DATASET RECORDS =>

========================================

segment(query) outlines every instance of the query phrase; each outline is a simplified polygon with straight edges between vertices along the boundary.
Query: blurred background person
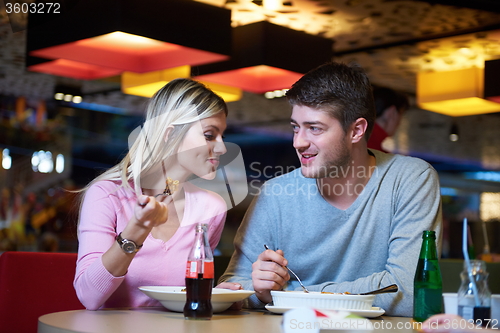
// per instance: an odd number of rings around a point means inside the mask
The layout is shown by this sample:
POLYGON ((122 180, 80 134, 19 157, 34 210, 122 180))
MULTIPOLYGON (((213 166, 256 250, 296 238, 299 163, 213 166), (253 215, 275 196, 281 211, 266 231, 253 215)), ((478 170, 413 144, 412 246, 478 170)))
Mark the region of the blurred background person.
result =
POLYGON ((387 152, 382 148, 382 142, 396 133, 403 113, 408 109, 408 97, 390 88, 373 87, 373 99, 377 115, 368 148, 387 152))

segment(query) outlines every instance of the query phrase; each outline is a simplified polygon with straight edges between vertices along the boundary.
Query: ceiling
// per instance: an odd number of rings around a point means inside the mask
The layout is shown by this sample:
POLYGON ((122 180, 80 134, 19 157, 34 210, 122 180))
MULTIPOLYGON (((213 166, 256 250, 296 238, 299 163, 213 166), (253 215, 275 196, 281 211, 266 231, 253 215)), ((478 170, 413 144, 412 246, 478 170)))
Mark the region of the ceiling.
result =
POLYGON ((267 20, 333 39, 336 60, 355 61, 373 83, 408 93, 419 71, 483 67, 500 58, 497 0, 197 1, 231 9, 233 26, 267 20))

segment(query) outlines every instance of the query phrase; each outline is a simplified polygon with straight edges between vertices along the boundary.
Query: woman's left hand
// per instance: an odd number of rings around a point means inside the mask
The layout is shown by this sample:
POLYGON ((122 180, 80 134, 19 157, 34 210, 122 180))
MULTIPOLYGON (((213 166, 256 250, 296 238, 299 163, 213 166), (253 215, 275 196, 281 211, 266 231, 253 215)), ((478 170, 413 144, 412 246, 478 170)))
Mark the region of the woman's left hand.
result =
MULTIPOLYGON (((235 282, 222 282, 222 283, 219 283, 215 288, 242 290, 243 286, 241 284, 235 283, 235 282)), ((243 301, 233 303, 233 305, 231 305, 231 307, 229 307, 229 310, 241 310, 241 308, 243 308, 243 301)))

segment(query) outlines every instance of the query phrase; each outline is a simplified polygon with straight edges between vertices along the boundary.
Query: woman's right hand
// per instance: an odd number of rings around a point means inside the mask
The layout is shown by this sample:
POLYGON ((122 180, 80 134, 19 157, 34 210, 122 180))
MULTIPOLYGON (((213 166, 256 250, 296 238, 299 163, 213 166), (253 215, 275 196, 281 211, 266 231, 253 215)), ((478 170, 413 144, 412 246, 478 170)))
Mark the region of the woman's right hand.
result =
POLYGON ((166 198, 160 196, 159 199, 162 199, 162 201, 147 195, 141 195, 137 198, 134 215, 139 226, 151 230, 153 227, 167 221, 167 205, 172 202, 172 196, 167 196, 166 198))

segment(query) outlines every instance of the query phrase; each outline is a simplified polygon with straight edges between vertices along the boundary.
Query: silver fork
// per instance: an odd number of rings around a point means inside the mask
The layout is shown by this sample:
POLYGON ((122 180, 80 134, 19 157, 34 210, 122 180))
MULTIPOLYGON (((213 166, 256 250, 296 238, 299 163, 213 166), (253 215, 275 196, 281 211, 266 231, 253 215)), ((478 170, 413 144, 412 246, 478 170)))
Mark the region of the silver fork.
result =
MULTIPOLYGON (((266 249, 266 250, 269 250, 269 247, 267 247, 267 245, 266 245, 266 244, 264 244, 264 247, 265 247, 265 249, 266 249)), ((294 271, 292 271, 290 268, 288 268, 288 266, 285 266, 285 268, 286 268, 286 269, 288 269, 288 271, 289 271, 290 273, 292 273, 292 275, 293 275, 293 276, 295 276, 295 278, 297 279, 297 281, 299 281, 300 286, 302 287, 302 289, 304 289, 304 292, 308 293, 308 292, 309 292, 309 290, 307 290, 306 286, 304 286, 304 284, 302 283, 302 281, 300 281, 300 279, 299 279, 299 277, 297 276, 297 274, 295 274, 295 272, 294 272, 294 271)))

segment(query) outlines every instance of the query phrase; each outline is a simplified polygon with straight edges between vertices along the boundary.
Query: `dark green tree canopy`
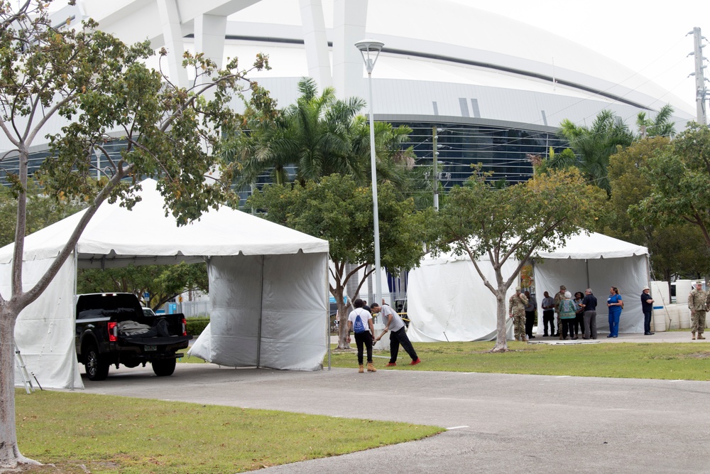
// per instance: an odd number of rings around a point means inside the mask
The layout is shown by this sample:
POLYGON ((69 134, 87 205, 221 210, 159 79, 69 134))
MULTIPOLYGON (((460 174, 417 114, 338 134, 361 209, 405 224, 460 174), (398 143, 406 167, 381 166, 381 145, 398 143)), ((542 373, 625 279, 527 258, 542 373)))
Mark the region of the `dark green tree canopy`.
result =
POLYGON ((587 184, 576 168, 540 173, 525 183, 502 188, 474 175, 454 188, 429 228, 435 254, 453 251, 468 255, 484 284, 498 301, 498 336, 493 351, 507 350, 506 301, 508 289, 525 261, 536 252, 553 250, 565 239, 589 228, 597 217, 603 193, 587 184), (486 278, 478 259, 488 257, 496 281, 486 278), (503 264, 519 263, 504 278, 503 264))

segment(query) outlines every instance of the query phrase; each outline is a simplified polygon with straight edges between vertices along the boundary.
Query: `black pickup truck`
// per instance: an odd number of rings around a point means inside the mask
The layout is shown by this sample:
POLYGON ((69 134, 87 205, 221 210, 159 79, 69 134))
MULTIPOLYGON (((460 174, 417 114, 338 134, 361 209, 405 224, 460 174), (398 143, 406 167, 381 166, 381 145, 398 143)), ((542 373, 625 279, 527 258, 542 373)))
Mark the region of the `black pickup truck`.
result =
POLYGON ((172 375, 178 351, 192 336, 182 314, 146 316, 135 295, 103 293, 79 295, 76 314, 77 357, 89 380, 103 380, 109 367, 151 362, 155 375, 172 375))

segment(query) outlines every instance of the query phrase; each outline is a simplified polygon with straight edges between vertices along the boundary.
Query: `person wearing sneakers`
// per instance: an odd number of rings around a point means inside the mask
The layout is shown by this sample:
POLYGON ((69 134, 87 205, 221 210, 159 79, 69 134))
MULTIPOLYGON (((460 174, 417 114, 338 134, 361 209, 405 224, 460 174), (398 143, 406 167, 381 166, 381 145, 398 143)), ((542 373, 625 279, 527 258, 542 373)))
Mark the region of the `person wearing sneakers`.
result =
POLYGON ((695 284, 695 288, 688 295, 688 308, 690 308, 690 331, 695 339, 695 333, 698 333, 698 339, 704 339, 703 333, 705 331, 705 313, 708 307, 708 293, 703 289, 702 281, 695 284))
POLYGON ((367 348, 367 371, 377 372, 372 365, 372 335, 375 333, 375 327, 372 324, 372 315, 369 311, 363 309, 364 303, 358 298, 353 301, 355 309, 348 315, 348 344, 350 343, 350 331, 355 332, 355 345, 357 346, 357 362, 360 365, 359 372, 361 374, 364 370, 362 365, 363 345, 367 348))
POLYGON ((404 321, 402 321, 399 315, 389 305, 385 304, 384 300, 382 301, 381 306, 376 303, 373 303, 370 308, 372 310, 373 314, 377 314, 382 311, 382 321, 385 324, 384 330, 375 339, 375 342, 380 340, 386 333, 389 332, 390 333, 390 362, 387 367, 397 365, 397 355, 399 354, 400 345, 409 354, 409 357, 412 357, 410 365, 416 365, 422 362, 422 360, 417 355, 417 351, 414 350, 414 346, 410 342, 409 338, 407 337, 404 321))

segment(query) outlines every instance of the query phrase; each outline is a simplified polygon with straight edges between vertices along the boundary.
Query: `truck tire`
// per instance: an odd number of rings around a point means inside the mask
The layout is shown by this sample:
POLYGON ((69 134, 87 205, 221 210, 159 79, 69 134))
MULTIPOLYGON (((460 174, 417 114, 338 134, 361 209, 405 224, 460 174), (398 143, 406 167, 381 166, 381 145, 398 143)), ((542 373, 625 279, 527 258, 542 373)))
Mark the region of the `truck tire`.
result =
POLYGON ((104 380, 109 375, 109 362, 99 354, 99 348, 92 344, 87 348, 84 356, 84 366, 89 380, 104 380))
POLYGON ((155 372, 158 377, 167 377, 172 375, 175 371, 175 359, 158 359, 151 362, 153 365, 153 372, 155 372))

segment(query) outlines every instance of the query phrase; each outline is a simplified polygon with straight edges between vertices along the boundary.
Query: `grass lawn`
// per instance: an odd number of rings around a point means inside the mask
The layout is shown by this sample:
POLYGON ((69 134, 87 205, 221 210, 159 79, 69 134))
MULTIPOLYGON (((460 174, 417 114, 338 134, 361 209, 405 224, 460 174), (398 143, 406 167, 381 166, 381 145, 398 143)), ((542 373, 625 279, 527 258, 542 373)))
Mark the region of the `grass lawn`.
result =
POLYGON ((225 473, 425 438, 443 428, 82 393, 15 392, 25 472, 225 473))
MULTIPOLYGON (((400 349, 397 367, 386 370, 710 380, 710 345, 620 343, 551 345, 513 341, 508 342, 510 350, 507 352, 488 352, 493 345, 492 342, 417 343, 414 347, 423 361, 421 364, 410 366, 411 360, 400 349)), ((375 367, 384 369, 389 362, 389 351, 376 350, 373 355, 375 367)), ((356 369, 356 354, 334 350, 331 362, 333 367, 356 369)), ((324 363, 327 364, 327 356, 324 363)))

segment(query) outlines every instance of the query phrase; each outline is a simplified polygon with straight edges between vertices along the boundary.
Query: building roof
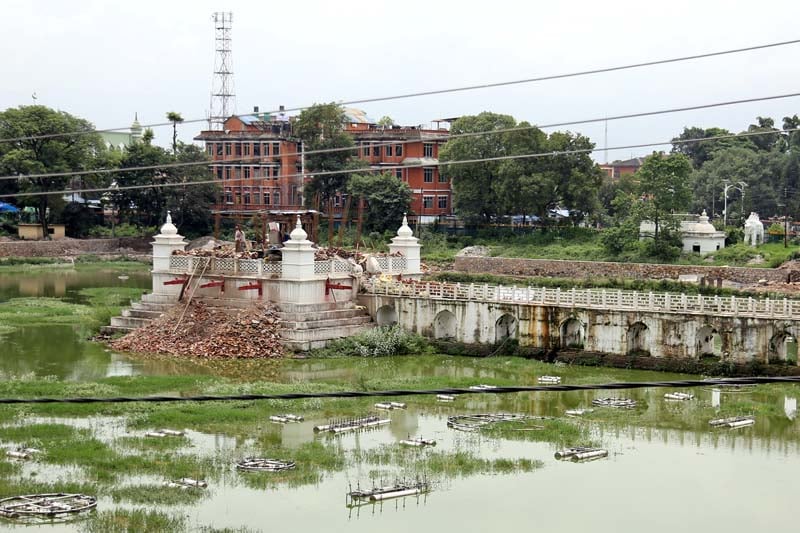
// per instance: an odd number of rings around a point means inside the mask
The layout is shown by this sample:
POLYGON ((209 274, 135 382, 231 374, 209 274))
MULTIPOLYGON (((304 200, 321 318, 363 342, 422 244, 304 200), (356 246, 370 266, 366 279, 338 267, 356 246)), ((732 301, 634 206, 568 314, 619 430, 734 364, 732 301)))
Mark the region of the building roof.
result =
POLYGON ((356 109, 355 107, 345 107, 344 116, 347 122, 357 124, 377 124, 375 120, 367 116, 366 111, 363 109, 356 109))

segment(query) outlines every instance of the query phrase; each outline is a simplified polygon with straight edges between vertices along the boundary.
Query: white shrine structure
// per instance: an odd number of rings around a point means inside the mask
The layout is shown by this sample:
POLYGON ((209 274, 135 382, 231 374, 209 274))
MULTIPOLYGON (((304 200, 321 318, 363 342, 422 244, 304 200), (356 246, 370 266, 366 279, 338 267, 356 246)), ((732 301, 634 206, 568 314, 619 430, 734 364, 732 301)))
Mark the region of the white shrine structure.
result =
POLYGON ((750 246, 764 244, 764 224, 758 213, 751 212, 744 222, 744 242, 750 246))
MULTIPOLYGON (((650 220, 643 220, 639 225, 639 238, 645 239, 655 234, 655 224, 650 220)), ((680 223, 681 242, 683 252, 708 254, 725 248, 724 231, 717 229, 708 221, 705 210, 700 215, 695 215, 691 220, 682 220, 680 223)))

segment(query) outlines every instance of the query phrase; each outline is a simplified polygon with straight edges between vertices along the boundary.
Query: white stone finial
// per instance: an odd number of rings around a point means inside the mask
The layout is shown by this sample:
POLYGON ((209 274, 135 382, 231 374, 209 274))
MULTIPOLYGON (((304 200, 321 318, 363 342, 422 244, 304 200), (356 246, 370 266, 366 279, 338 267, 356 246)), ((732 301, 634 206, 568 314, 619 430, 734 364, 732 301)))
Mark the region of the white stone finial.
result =
POLYGON ((178 228, 172 223, 172 213, 167 211, 167 222, 161 226, 161 235, 177 235, 178 228))
POLYGON ((403 238, 414 236, 414 232, 408 227, 408 217, 406 217, 405 213, 403 213, 403 225, 397 230, 397 236, 403 238))
POLYGON ((293 241, 305 241, 308 238, 308 233, 303 230, 303 224, 300 222, 300 215, 297 215, 297 224, 289 234, 289 238, 293 241))

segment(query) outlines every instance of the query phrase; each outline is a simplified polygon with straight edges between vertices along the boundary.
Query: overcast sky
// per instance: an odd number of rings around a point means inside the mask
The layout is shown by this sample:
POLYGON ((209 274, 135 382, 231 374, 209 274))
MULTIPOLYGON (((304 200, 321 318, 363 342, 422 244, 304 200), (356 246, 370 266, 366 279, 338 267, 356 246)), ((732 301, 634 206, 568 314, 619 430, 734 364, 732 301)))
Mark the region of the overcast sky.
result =
MULTIPOLYGON (((623 65, 800 38, 800 2, 772 0, 4 0, 0 109, 37 103, 98 128, 203 118, 215 11, 233 12, 237 111, 299 107, 623 65)), ((515 87, 360 106, 403 125, 493 111, 546 124, 800 91, 800 45, 515 87)), ((780 124, 800 98, 609 122, 608 144, 684 126, 780 124)), ((203 127, 186 124, 190 141, 203 127)), ((603 125, 570 128, 604 145, 603 125)), ((170 132, 156 130, 167 145, 170 132)), ((648 153, 611 152, 609 159, 648 153)), ((602 161, 602 151, 595 154, 602 161)))

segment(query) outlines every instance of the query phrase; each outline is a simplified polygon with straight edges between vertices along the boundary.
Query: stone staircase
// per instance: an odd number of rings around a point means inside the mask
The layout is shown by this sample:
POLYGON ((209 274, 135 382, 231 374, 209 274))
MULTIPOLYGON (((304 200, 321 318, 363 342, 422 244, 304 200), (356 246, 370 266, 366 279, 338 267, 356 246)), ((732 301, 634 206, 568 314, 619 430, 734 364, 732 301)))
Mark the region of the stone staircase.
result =
POLYGON ((128 333, 146 326, 154 318, 158 318, 175 305, 175 299, 160 294, 143 294, 138 302, 131 302, 131 306, 122 310, 120 316, 111 317, 111 325, 102 328, 103 333, 128 333))
MULTIPOLYGON (((233 298, 197 298, 209 307, 219 307, 230 311, 246 309, 253 300, 233 298)), ((113 335, 128 333, 160 317, 175 305, 183 305, 173 297, 159 294, 144 294, 141 301, 131 302, 123 309, 121 316, 111 318, 111 325, 103 328, 103 333, 113 335)), ((281 338, 289 350, 307 352, 314 348, 324 348, 329 341, 355 335, 375 327, 366 309, 354 302, 322 304, 283 304, 278 317, 281 319, 281 338)))
POLYGON ((295 352, 324 348, 329 341, 375 327, 369 313, 353 302, 283 304, 278 316, 283 344, 295 352))

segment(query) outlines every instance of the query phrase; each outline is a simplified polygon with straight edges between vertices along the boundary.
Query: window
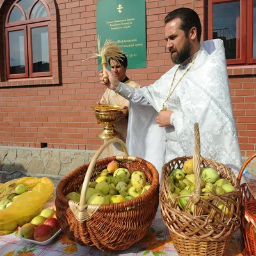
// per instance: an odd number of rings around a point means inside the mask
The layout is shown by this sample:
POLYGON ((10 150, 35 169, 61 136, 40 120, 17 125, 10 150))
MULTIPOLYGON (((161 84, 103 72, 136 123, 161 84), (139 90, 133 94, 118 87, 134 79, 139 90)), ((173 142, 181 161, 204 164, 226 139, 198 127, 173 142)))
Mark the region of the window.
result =
POLYGON ((51 19, 44 0, 17 0, 5 21, 7 78, 52 75, 51 19))
POLYGON ((223 40, 227 63, 256 63, 256 0, 209 0, 208 38, 223 40))

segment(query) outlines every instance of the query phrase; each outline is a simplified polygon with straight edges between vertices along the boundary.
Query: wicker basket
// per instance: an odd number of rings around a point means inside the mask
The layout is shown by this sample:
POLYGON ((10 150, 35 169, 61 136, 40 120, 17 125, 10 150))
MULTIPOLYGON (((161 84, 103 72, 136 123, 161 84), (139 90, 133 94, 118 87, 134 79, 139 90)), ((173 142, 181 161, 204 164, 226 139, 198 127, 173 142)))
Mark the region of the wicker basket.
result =
POLYGON ((109 140, 102 146, 90 163, 84 164, 65 177, 56 189, 56 216, 61 230, 70 240, 81 245, 96 246, 102 251, 125 250, 143 237, 151 225, 159 204, 159 176, 154 166, 139 157, 128 156, 124 142, 120 139, 109 140), (118 142, 126 156, 98 159, 104 149, 118 142), (115 160, 120 167, 131 173, 144 173, 150 189, 141 196, 125 202, 107 205, 85 204, 85 195, 90 180, 115 160), (83 184, 79 202, 68 199, 65 195, 78 191, 83 184))
MULTIPOLYGON (((256 154, 244 162, 237 177, 239 182, 244 169, 255 157, 256 157, 256 154)), ((243 237, 241 240, 242 254, 244 256, 256 256, 256 236, 254 234, 253 228, 256 228, 256 200, 246 183, 241 185, 241 189, 242 191, 242 218, 240 229, 243 237)))
POLYGON ((200 157, 198 124, 195 125, 195 189, 190 195, 185 196, 189 197, 189 200, 182 211, 177 204, 177 199, 182 196, 174 199, 168 186, 167 177, 174 169, 181 169, 183 164, 191 157, 175 158, 163 168, 160 193, 162 217, 179 255, 221 256, 225 253, 232 235, 241 223, 240 186, 234 173, 225 165, 200 157), (204 195, 201 193, 200 160, 204 167, 215 169, 221 178, 229 180, 235 190, 222 195, 211 194, 207 197, 200 197, 204 195), (193 214, 188 209, 191 203, 195 205, 193 214), (223 211, 218 208, 219 204, 225 205, 223 211), (226 214, 226 209, 228 209, 229 214, 226 214))

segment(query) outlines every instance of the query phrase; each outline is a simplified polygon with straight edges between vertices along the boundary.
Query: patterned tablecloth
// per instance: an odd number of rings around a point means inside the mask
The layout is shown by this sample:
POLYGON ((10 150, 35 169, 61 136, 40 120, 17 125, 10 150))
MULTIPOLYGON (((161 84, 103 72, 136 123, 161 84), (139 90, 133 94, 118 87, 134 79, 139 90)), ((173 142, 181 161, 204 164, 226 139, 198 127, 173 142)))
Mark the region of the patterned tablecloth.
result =
MULTIPOLYGON (((168 228, 163 222, 159 208, 156 218, 143 239, 128 250, 122 252, 104 252, 100 250, 81 246, 69 240, 65 234, 61 234, 51 243, 42 246, 21 241, 18 231, 0 236, 0 256, 142 256, 178 255, 174 249, 168 228)), ((225 256, 242 256, 240 249, 240 235, 236 233, 232 237, 225 256)))

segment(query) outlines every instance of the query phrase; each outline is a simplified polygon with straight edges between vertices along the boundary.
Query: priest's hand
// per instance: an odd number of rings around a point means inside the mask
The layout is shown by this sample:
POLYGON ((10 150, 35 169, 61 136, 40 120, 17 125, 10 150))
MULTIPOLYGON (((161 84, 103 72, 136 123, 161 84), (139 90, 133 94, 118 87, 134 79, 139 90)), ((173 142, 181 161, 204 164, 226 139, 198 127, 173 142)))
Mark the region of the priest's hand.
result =
POLYGON ((101 70, 100 73, 100 83, 105 86, 108 87, 110 90, 116 90, 118 87, 119 80, 107 68, 104 68, 104 71, 106 71, 108 76, 108 83, 104 82, 103 78, 103 70, 101 70))
POLYGON ((173 111, 170 110, 161 110, 156 118, 156 122, 160 127, 171 125, 171 115, 173 111))

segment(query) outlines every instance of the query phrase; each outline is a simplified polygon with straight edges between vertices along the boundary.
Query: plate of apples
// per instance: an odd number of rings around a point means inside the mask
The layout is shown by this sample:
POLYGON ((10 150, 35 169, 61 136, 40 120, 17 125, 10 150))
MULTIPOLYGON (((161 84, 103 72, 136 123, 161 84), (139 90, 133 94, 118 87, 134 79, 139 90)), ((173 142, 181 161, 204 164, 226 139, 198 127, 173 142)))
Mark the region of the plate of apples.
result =
POLYGON ((40 245, 49 244, 61 232, 54 208, 44 209, 29 223, 24 224, 19 230, 19 238, 40 245))

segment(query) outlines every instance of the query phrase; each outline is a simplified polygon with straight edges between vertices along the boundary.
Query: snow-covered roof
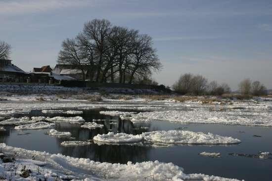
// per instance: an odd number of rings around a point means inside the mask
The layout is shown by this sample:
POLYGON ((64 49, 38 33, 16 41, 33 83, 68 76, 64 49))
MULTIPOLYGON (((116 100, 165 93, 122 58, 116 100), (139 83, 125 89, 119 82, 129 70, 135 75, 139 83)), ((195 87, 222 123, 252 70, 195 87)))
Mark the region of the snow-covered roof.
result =
POLYGON ((49 77, 53 77, 54 79, 55 80, 57 80, 59 81, 60 80, 66 80, 66 81, 72 81, 76 80, 75 78, 73 78, 73 77, 71 77, 69 76, 64 76, 58 74, 56 74, 54 73, 52 73, 52 75, 49 76, 49 77))
POLYGON ((25 72, 15 65, 4 65, 0 66, 0 71, 25 73, 25 72))
POLYGON ((63 69, 60 70, 60 74, 82 74, 82 71, 80 69, 63 69))

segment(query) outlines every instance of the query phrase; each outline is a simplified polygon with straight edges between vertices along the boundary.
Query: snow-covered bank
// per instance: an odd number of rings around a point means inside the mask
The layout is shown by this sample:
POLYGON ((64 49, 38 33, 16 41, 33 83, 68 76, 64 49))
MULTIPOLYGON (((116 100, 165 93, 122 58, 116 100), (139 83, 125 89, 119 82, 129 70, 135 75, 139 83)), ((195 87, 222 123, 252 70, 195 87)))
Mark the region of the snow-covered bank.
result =
MULTIPOLYGON (((181 123, 220 124, 272 127, 272 114, 244 111, 210 111, 203 109, 140 112, 126 119, 132 122, 168 121, 181 123)), ((122 118, 122 117, 121 117, 122 118)))
MULTIPOLYGON (((175 181, 184 180, 199 181, 238 181, 236 179, 225 179, 200 174, 186 174, 183 172, 182 168, 171 163, 161 163, 158 161, 136 164, 133 164, 131 162, 128 162, 127 164, 111 164, 94 162, 89 159, 66 156, 60 154, 51 155, 45 152, 30 151, 8 146, 4 143, 0 144, 0 148, 4 153, 12 153, 16 152, 18 153, 18 157, 24 156, 30 158, 32 156, 35 155, 37 160, 43 160, 43 162, 45 162, 44 166, 40 169, 44 170, 45 174, 48 174, 46 175, 48 178, 52 180, 55 179, 57 176, 65 178, 65 176, 68 177, 70 175, 70 178, 74 176, 77 179, 88 178, 94 181, 153 181, 153 179, 156 181, 175 181), (67 173, 69 175, 67 175, 67 173)), ((24 165, 26 165, 27 168, 37 170, 37 165, 35 164, 35 162, 37 160, 20 159, 18 161, 24 162, 24 165), (35 166, 32 167, 33 165, 35 166)), ((1 170, 7 174, 10 174, 8 172, 7 167, 6 167, 6 164, 1 163, 0 165, 1 170)), ((39 168, 39 166, 38 167, 39 168)), ((13 175, 14 174, 14 173, 11 174, 13 175)), ((18 174, 17 175, 18 176, 18 174)), ((42 178, 43 176, 40 177, 42 178)), ((19 176, 17 176, 16 179, 19 176)), ((31 177, 30 177, 29 179, 31 179, 31 177)))
POLYGON ((222 136, 209 133, 193 132, 189 131, 158 131, 143 133, 144 140, 150 142, 159 142, 174 144, 236 144, 241 142, 238 139, 222 136))

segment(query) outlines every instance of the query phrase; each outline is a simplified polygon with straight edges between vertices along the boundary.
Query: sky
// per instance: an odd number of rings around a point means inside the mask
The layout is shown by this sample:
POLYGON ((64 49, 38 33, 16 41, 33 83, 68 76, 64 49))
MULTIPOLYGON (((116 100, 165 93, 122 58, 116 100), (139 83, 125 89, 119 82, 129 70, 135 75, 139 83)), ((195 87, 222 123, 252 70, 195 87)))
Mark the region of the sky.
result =
POLYGON ((63 40, 95 18, 153 38, 160 84, 191 73, 233 90, 245 78, 272 89, 271 0, 0 0, 0 40, 24 71, 54 67, 63 40))

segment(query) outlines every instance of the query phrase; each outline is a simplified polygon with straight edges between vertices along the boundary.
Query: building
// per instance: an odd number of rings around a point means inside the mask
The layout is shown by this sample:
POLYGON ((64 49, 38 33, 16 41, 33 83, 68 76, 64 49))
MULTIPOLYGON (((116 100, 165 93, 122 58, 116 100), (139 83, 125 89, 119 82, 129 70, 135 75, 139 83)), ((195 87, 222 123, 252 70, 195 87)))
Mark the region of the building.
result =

========================================

YOUR TASK => Reproduce the data word for word, starting at its first line and ending with the line that contains "POLYGON ((387 152, 382", and omit the picture.

WRITTEN RESPONSE =>
segment(query) outlines every instance of the query phrase; each outline is a simplified polygon with straight edges between vertices along the boundary.
Query: blurred background person
// per instance: an odd number of rings around a point means inside the mask
The layout is shown by this sample:
POLYGON ((122 180, 80 134, 19 157, 34 210, 122 180))
MULTIPOLYGON (((213 166, 256 250, 296 238, 299 163, 213 166), (253 215, 275 196, 281 211, 266 231, 253 215)), ((478 170, 413 144, 412 246, 478 170)))
Mark the region of the blurred background person.
result =
POLYGON ((387 152, 382 148, 382 142, 396 133, 403 113, 408 109, 408 97, 390 88, 373 87, 373 99, 377 115, 368 148, 387 152))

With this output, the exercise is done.